Beginning with the line that has "Query: purple graphic on backdrop", reproduce each remaining line of the data exactly, down to and including the last.

BEGIN DATA LISTING

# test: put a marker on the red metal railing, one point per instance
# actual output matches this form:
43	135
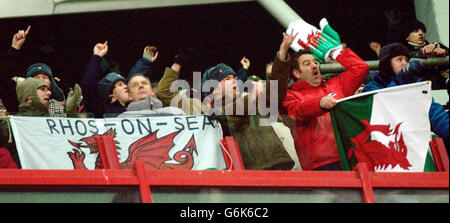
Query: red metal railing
113	176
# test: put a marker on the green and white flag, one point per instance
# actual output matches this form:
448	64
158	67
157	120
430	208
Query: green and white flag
388	129
165	142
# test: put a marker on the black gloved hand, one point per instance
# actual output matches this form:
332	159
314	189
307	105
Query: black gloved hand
186	56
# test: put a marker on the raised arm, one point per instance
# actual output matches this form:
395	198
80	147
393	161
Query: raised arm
90	78
144	65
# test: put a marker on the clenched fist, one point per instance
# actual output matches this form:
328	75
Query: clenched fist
328	102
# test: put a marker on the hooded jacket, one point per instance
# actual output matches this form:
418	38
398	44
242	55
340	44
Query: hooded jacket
312	129
25	89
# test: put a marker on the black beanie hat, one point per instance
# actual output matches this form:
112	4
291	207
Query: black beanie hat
218	73
41	68
106	85
410	26
386	54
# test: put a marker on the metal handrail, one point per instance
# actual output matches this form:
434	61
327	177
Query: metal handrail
373	64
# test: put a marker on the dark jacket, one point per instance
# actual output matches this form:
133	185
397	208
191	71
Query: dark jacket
259	145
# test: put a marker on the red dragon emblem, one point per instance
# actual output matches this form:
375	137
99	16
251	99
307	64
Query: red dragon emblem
154	152
376	154
312	40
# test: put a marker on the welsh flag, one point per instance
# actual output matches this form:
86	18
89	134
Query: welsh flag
388	129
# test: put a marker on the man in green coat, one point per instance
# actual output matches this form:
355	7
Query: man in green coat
259	145
34	100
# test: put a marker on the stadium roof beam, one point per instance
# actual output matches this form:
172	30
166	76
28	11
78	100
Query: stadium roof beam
27	8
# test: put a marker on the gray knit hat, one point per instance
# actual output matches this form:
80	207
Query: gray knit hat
106	85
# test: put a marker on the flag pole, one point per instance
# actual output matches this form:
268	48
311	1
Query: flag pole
383	90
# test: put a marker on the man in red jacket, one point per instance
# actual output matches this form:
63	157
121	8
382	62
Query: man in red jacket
309	100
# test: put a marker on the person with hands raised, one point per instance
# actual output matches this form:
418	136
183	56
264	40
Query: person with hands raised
10	62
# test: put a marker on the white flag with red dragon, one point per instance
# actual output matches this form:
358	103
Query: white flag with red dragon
165	142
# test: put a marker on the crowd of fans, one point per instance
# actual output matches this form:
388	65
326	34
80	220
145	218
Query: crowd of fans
300	137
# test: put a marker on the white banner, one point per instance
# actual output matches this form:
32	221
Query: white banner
164	142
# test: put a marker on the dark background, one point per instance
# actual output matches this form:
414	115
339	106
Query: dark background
221	32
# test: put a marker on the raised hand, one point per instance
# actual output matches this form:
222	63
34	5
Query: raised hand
328	102
322	43
101	49
19	38
150	53
245	63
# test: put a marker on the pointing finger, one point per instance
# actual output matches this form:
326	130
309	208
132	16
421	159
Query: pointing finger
28	30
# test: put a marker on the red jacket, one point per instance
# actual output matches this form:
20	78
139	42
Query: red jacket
313	132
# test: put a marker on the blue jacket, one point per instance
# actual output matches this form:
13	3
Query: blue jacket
438	117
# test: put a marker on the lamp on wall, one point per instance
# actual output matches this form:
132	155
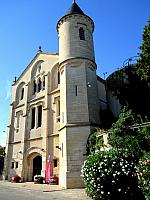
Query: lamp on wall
57	147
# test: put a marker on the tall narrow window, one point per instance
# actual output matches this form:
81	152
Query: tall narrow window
18	121
76	90
34	87
57	110
16	165
55	162
22	94
39	116
44	83
12	165
39	85
33	118
58	77
81	33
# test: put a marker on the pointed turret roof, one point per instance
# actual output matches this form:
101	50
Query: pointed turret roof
74	9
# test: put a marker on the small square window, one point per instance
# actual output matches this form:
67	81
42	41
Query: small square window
12	165
55	163
16	165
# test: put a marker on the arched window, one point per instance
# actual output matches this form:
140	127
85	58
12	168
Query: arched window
58	77
44	83
39	116
39	85
34	87
33	118
81	33
22	94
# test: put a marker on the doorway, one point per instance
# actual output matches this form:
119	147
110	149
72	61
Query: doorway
37	165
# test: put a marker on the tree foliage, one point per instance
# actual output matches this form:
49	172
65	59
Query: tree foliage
124	136
143	65
2	154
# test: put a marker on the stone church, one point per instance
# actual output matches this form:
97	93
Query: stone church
56	102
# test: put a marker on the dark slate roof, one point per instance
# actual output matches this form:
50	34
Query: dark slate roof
75	9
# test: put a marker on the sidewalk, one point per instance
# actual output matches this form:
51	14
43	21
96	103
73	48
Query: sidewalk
55	191
32	186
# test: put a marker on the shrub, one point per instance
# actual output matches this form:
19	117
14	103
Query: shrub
144	175
111	174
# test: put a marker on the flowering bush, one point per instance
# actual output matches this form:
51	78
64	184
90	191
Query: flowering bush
144	175
108	175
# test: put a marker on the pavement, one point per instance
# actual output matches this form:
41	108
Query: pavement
45	189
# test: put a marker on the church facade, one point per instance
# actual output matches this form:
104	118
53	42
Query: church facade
56	102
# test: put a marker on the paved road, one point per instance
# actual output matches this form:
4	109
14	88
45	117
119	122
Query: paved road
16	193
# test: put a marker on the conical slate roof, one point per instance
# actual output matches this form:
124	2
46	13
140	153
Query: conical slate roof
75	9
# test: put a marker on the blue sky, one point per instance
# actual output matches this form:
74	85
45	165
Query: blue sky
26	24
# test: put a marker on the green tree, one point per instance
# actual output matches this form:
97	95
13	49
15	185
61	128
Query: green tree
143	66
123	136
2	155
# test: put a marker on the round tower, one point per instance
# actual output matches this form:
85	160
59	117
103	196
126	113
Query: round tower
79	104
75	32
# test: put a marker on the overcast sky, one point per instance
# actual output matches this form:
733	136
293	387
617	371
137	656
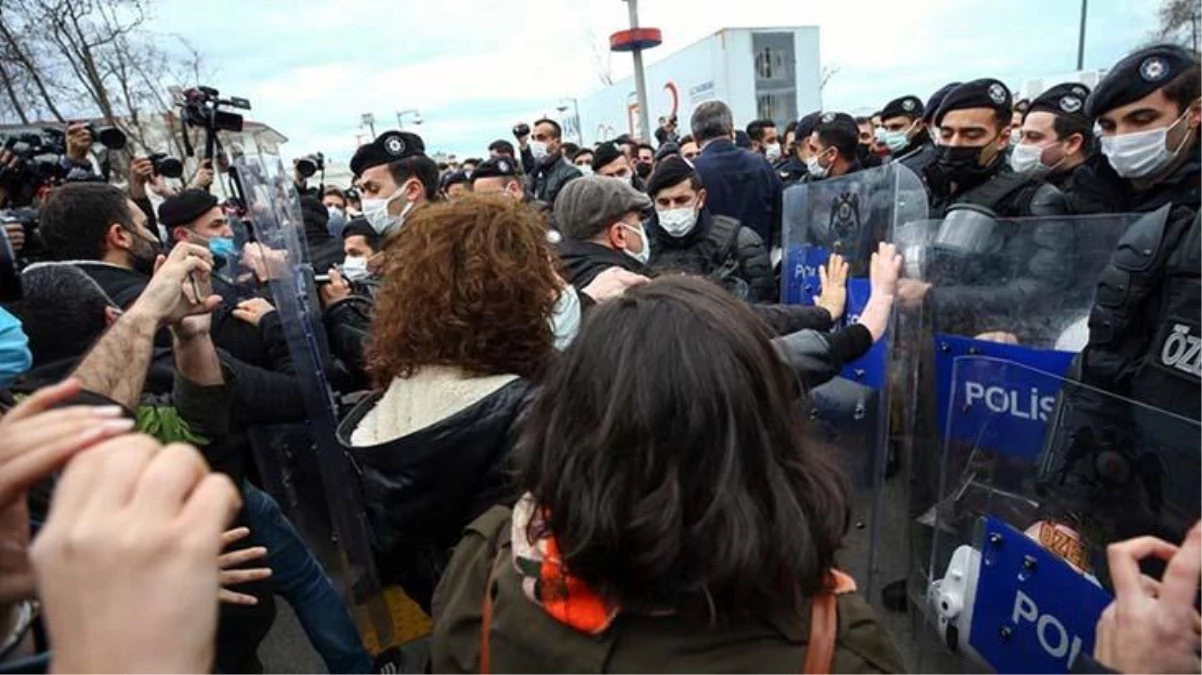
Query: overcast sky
476	66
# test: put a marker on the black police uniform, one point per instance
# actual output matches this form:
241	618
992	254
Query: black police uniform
1144	332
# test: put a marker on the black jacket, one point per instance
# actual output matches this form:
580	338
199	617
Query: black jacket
421	490
718	248
742	185
548	178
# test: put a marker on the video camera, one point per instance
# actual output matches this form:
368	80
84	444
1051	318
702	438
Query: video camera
166	166
201	107
310	165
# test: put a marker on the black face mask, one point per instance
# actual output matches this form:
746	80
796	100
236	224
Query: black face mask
963	165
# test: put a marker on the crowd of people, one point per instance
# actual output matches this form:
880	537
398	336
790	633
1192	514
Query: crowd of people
567	383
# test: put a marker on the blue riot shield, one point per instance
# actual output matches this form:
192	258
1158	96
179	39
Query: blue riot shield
1037	477
850	216
987	291
274	255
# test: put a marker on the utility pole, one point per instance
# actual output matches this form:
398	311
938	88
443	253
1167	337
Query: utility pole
644	120
1081	36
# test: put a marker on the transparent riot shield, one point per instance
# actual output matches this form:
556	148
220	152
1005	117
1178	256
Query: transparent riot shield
851	215
275	255
1037	476
1018	291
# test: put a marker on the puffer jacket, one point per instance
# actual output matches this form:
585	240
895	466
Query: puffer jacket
721	249
524	638
422	484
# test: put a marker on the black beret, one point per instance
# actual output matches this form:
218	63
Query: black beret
985	93
503	147
936	100
839	124
904	107
1067	99
1137	76
361	227
605	154
805	125
672	171
499	167
185	207
666	150
388	147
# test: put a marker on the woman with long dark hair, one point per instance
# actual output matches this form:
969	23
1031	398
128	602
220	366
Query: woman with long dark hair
674	517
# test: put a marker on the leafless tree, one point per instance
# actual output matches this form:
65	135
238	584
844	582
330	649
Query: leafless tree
75	59
828	73
1178	19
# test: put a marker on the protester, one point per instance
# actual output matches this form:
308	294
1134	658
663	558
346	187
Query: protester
335	203
548	168
601	223
610	161
470	312
763	139
606	551
685	237
741	184
795	168
832	148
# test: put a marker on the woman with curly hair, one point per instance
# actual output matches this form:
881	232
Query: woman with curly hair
462	328
677	517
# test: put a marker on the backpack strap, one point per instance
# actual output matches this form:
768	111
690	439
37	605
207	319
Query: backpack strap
825	625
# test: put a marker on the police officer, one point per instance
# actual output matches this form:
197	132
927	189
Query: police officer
1149	107
1057	142
970	157
833	148
1107	472
905	135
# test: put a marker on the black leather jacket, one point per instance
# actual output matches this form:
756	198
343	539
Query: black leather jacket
421	490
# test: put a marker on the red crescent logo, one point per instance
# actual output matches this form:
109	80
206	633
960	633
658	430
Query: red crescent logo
676	96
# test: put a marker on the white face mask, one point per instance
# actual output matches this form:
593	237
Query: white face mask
644	254
565	318
355	268
378	216
1143	153
677	222
1030	159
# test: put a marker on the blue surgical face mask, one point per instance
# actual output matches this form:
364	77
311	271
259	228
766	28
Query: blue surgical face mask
15	357
221	246
565	318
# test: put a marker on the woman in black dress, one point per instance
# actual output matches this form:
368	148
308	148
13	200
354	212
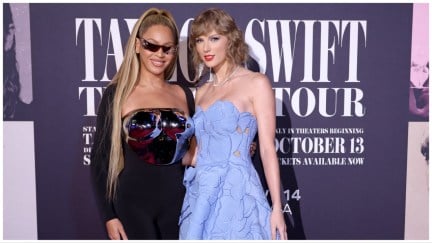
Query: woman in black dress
143	130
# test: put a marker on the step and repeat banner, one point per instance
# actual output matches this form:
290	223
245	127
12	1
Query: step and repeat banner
351	97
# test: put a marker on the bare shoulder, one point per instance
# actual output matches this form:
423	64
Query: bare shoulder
255	80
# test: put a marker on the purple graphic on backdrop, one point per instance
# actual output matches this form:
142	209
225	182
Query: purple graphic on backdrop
339	72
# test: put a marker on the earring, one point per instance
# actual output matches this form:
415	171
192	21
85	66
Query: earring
210	76
200	70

END DATA LISTING

> **YOUR SOLUTION**
Query: purple graphic on backdrop
339	72
# test: put a marker on the earring, one point per instance
# actual output matches this form:
415	171
192	21
85	66
Query: earring
210	76
200	70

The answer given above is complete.